TASK BRIEF:
In the material below, find each line holding the string "pixels" and copy it.

DATA FOR PROCESSING:
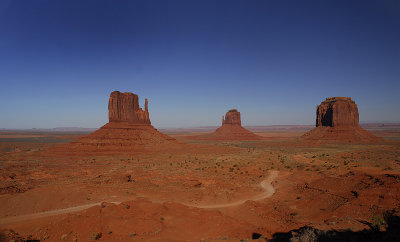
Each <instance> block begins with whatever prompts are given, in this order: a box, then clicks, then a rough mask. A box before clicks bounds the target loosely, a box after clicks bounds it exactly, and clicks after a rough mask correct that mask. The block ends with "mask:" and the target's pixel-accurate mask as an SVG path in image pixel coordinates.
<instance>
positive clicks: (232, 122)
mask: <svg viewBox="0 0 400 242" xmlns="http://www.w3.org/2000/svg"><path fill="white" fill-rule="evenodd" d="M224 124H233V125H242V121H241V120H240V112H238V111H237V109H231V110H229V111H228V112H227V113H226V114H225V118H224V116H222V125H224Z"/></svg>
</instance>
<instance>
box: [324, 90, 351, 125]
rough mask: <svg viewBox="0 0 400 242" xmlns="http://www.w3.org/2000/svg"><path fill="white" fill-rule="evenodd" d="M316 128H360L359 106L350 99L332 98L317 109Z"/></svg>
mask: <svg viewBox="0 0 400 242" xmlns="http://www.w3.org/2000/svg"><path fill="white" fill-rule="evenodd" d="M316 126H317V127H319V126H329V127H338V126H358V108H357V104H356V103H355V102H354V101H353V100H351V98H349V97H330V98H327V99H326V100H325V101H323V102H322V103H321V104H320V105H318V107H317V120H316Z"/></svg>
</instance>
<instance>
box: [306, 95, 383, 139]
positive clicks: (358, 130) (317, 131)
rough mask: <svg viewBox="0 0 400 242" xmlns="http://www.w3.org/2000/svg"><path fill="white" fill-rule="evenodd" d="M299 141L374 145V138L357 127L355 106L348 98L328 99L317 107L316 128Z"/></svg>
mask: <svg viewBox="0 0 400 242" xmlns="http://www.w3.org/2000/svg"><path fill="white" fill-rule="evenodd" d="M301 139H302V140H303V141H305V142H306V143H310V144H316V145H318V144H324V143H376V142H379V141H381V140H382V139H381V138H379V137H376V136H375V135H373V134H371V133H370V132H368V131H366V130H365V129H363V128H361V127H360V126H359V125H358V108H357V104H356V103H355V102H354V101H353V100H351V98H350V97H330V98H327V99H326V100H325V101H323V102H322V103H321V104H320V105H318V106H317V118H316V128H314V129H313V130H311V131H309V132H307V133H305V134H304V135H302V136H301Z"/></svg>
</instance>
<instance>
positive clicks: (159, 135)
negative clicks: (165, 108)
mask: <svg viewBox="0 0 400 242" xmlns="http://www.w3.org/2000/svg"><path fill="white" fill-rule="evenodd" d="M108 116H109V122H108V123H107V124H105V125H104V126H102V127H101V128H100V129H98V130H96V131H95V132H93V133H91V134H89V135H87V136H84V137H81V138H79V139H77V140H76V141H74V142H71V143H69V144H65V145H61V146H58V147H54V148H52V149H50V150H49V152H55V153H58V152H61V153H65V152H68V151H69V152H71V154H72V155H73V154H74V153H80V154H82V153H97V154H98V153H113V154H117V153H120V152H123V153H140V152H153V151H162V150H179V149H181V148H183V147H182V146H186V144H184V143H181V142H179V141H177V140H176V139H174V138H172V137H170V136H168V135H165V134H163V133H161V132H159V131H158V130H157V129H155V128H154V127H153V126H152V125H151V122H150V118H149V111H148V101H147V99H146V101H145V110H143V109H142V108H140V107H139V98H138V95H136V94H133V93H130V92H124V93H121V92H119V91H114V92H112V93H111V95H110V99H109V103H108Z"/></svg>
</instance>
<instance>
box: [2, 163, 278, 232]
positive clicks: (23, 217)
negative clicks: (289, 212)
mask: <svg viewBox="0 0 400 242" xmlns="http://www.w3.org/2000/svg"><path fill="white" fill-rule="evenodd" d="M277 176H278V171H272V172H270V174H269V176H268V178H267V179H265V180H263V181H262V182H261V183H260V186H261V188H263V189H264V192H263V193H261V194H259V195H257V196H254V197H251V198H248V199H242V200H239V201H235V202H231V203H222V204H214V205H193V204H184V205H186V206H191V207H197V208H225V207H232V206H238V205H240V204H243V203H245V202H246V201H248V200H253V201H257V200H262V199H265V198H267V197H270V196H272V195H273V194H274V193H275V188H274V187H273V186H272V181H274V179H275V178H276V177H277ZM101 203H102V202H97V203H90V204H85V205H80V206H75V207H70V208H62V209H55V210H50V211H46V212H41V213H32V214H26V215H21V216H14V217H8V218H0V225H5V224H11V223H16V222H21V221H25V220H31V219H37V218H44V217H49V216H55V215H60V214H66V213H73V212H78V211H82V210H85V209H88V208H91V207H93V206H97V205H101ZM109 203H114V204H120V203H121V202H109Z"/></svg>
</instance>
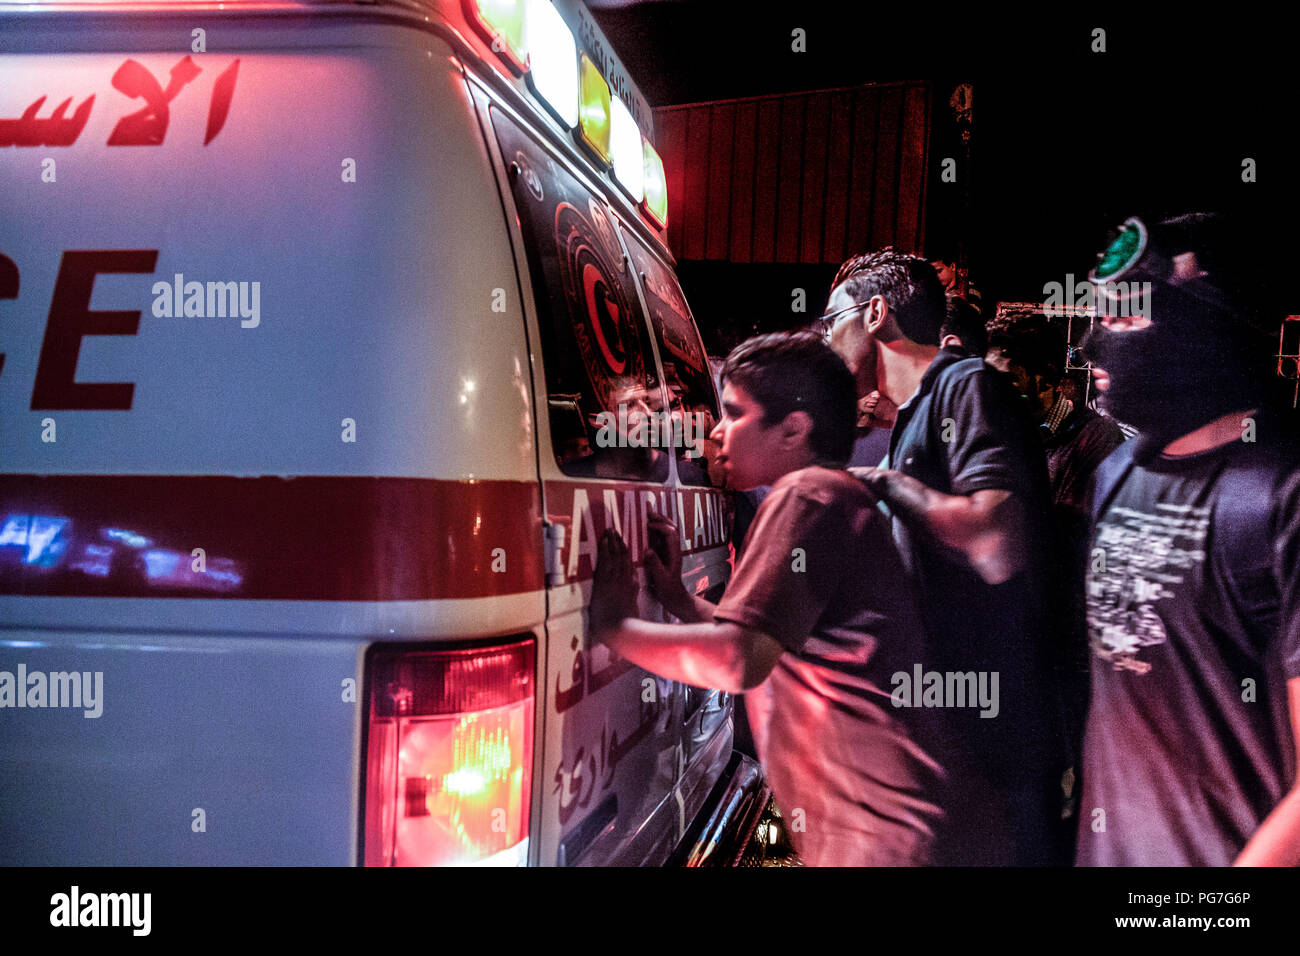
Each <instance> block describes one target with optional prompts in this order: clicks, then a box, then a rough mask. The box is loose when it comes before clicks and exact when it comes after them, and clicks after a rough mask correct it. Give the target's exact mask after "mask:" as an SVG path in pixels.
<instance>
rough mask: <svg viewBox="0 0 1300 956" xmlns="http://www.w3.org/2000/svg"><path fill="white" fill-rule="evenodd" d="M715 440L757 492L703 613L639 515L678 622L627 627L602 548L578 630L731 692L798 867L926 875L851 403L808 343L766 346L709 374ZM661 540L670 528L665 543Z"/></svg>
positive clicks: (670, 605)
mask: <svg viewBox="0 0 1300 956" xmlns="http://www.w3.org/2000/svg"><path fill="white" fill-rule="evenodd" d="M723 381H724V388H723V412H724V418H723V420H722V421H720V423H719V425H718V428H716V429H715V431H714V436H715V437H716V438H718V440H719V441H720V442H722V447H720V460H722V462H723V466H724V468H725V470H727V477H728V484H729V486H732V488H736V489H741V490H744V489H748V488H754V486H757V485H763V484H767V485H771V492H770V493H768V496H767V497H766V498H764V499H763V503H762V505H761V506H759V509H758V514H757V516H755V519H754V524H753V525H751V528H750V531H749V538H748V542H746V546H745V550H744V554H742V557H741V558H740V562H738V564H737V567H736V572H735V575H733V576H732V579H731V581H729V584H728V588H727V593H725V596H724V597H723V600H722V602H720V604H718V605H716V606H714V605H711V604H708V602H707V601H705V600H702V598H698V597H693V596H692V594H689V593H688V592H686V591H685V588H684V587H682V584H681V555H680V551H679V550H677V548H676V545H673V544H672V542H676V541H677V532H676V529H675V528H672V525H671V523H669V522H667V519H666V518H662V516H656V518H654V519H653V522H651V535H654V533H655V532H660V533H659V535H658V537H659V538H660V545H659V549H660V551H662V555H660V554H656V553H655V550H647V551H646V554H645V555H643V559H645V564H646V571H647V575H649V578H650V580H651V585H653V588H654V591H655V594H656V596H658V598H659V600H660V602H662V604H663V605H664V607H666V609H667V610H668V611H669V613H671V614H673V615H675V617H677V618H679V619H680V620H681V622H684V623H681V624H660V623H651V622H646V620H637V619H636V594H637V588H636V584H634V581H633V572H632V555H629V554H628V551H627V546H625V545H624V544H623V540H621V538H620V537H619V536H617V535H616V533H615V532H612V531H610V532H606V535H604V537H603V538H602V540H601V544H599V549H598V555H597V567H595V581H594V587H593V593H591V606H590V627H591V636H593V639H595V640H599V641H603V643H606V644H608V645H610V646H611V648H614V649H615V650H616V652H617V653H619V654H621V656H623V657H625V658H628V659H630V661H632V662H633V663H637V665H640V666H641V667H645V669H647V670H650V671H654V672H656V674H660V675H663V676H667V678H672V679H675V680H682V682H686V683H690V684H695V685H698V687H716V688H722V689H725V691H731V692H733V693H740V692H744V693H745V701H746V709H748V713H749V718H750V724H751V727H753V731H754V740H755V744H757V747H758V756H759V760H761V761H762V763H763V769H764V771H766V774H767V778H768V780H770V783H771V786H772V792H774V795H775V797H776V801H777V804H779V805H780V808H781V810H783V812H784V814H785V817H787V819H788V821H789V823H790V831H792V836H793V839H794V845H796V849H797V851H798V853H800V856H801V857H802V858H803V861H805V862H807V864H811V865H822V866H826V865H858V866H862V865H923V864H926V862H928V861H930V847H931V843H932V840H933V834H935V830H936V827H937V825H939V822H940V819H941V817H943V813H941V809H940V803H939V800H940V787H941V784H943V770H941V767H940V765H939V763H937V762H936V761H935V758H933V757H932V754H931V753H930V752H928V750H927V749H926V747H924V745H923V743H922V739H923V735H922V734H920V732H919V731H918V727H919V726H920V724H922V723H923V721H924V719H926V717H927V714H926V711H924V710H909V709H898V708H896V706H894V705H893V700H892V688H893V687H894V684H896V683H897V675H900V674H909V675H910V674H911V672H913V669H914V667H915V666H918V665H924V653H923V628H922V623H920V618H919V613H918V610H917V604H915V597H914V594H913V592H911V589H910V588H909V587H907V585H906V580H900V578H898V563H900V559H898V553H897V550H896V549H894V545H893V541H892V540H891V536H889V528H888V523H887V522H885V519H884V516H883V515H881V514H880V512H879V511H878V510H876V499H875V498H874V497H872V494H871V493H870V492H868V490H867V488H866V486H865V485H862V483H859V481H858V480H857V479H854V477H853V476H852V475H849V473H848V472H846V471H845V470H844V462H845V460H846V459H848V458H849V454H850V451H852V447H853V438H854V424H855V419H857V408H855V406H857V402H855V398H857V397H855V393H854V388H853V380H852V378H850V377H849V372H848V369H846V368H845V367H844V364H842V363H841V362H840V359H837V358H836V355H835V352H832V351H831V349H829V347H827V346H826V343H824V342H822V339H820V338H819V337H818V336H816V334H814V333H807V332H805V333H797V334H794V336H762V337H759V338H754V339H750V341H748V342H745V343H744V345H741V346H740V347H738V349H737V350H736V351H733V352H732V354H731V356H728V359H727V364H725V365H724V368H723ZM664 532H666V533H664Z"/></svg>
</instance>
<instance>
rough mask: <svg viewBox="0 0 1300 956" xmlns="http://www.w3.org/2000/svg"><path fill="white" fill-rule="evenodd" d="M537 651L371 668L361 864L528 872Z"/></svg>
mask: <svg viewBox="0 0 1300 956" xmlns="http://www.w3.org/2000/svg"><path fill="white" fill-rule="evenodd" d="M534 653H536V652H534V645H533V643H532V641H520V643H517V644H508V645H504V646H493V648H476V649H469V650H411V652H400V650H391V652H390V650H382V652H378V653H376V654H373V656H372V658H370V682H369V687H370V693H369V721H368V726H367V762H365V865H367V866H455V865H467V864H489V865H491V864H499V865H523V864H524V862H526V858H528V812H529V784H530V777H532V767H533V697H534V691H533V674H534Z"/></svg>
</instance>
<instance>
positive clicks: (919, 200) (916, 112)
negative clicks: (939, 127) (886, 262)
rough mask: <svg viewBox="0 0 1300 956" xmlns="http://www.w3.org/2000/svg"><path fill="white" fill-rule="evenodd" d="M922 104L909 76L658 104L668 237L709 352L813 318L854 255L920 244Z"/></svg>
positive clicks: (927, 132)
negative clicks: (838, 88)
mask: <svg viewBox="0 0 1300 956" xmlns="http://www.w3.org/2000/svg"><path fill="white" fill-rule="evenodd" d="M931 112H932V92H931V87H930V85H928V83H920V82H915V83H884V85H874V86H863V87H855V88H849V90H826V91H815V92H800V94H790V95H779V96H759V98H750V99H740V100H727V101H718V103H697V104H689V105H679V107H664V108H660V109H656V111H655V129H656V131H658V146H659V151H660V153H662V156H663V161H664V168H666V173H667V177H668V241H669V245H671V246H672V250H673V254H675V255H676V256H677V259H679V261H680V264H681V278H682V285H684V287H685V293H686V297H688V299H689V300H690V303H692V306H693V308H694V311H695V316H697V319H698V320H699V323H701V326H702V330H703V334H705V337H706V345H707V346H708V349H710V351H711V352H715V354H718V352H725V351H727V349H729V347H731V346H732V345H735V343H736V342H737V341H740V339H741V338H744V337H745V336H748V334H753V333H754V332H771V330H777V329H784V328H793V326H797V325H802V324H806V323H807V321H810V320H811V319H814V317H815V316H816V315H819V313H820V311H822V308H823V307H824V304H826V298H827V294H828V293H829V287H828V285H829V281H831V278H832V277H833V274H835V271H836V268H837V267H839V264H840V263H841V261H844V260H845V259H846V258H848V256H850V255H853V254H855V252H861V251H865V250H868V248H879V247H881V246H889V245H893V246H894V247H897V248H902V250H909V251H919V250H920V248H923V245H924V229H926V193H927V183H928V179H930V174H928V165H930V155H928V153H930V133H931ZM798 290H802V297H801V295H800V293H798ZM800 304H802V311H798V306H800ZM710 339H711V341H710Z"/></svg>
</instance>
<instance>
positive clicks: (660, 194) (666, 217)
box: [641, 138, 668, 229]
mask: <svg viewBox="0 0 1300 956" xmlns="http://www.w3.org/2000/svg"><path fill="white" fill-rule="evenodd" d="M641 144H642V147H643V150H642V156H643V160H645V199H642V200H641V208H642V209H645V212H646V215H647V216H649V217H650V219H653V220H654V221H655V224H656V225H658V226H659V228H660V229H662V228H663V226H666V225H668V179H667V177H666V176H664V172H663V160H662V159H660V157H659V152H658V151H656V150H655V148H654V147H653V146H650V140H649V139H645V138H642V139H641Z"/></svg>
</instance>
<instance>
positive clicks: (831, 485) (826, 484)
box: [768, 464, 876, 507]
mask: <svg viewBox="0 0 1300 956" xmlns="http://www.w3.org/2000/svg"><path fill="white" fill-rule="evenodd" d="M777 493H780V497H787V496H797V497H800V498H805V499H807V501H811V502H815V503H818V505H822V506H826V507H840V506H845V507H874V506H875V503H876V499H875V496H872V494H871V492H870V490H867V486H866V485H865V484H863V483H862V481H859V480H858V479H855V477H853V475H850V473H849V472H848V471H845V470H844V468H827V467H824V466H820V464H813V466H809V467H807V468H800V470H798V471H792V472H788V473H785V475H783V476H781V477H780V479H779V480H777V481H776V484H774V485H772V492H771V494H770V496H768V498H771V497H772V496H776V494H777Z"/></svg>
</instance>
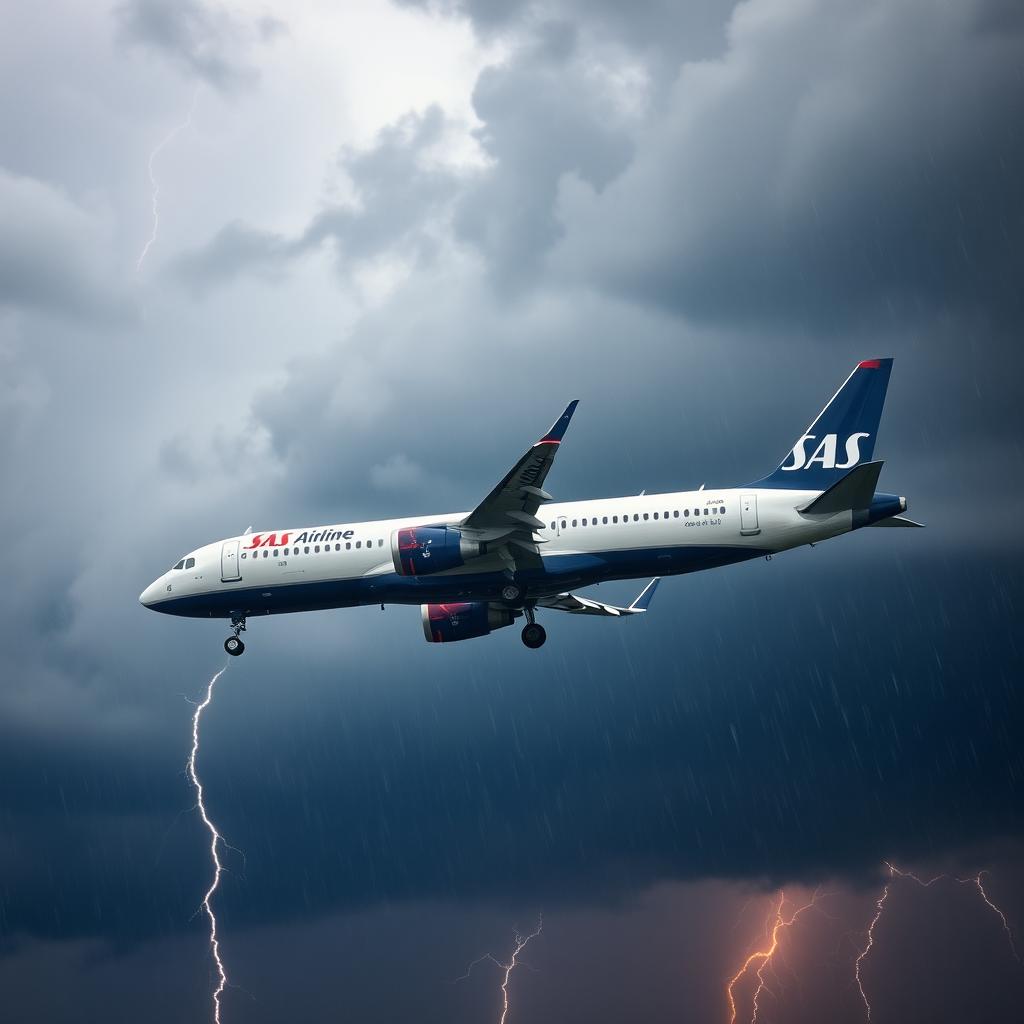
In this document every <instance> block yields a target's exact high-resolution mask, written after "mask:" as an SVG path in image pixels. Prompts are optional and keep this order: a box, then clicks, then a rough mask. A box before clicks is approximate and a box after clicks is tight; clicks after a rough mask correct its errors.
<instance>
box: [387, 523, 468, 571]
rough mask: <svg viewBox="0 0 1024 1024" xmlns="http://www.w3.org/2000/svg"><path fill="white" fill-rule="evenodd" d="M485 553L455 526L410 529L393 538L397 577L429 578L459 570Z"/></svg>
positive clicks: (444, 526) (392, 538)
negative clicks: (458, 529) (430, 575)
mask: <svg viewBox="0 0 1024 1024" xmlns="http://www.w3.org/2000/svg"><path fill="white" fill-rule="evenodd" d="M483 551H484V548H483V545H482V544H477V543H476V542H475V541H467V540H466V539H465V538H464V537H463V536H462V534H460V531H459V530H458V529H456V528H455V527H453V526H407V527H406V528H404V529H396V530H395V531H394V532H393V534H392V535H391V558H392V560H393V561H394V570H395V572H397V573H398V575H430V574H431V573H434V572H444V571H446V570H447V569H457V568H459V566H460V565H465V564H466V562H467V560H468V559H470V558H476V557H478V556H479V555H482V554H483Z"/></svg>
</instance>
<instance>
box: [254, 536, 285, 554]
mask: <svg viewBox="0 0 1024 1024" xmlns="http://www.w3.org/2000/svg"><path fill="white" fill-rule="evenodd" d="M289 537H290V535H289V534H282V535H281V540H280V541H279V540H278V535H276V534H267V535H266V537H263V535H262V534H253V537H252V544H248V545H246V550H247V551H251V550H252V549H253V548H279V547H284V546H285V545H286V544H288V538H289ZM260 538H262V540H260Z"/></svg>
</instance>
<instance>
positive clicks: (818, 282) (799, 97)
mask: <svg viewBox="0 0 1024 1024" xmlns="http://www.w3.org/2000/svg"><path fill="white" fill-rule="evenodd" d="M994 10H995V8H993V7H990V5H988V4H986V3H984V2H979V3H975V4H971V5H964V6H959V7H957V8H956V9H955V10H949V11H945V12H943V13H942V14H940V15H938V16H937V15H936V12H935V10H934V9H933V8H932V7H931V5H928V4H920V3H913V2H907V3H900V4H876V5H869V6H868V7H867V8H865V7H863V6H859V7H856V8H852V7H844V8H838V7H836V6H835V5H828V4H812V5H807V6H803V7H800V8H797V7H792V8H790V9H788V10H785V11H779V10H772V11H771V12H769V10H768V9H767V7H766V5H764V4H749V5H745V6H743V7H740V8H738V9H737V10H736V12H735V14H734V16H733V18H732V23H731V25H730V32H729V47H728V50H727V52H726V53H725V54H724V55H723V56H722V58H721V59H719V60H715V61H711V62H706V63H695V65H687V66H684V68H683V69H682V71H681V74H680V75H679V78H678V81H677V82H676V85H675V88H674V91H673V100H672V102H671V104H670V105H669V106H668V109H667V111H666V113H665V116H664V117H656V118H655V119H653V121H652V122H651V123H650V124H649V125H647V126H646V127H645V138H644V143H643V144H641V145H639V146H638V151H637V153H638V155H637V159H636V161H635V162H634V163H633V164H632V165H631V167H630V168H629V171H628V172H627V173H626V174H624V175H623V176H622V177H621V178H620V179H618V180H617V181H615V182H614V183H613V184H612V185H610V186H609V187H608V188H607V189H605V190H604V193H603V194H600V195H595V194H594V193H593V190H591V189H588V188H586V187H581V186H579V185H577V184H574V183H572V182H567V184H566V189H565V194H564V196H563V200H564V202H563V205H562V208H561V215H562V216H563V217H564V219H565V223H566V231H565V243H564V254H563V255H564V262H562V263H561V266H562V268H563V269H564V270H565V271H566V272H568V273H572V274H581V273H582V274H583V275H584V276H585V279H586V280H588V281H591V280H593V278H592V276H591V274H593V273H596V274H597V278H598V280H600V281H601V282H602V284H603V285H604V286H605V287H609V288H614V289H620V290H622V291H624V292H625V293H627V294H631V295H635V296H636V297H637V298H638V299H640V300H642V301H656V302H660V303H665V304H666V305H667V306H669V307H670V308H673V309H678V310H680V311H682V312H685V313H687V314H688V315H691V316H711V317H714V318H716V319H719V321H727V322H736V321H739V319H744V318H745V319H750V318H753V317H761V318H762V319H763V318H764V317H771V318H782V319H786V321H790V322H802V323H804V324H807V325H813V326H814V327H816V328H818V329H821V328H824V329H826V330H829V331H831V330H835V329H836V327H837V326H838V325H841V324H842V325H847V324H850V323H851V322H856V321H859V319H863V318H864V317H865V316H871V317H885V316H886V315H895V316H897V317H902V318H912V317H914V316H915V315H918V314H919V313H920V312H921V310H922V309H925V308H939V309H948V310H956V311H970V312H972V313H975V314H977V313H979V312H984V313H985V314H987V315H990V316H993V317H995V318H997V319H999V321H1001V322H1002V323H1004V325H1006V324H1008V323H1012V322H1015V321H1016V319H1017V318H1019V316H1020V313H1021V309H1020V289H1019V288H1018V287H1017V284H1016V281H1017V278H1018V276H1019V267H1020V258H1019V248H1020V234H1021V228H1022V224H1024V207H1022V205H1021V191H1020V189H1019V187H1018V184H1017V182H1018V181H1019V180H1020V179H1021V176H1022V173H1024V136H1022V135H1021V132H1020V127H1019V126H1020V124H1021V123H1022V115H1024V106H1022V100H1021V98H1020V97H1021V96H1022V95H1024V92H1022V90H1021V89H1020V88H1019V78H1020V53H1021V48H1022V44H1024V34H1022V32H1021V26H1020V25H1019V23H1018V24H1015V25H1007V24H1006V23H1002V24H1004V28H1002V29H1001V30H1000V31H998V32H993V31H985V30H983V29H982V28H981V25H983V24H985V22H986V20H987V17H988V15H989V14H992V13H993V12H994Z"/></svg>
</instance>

RESULT OF THIS TASK:
Each <instance> block describes one target with optional prompts in this order: clicks, then a box, then a rough mask. The box is loose when it comes before clicks and exact when it comes after them, and clicks after a rough mask correct it. Give the target's exact mask after "mask:" as an SVG path in pixels.
In this document every <instance> block yields a target's exact high-resolution mask, written after "mask:" as an SVG path in image pixels. Prompts are optional and keep this order: a box, then clicks, then a rough mask. A box before clicks is approximate and a box after clicks is tight; clicks after a rough mask correct its errors.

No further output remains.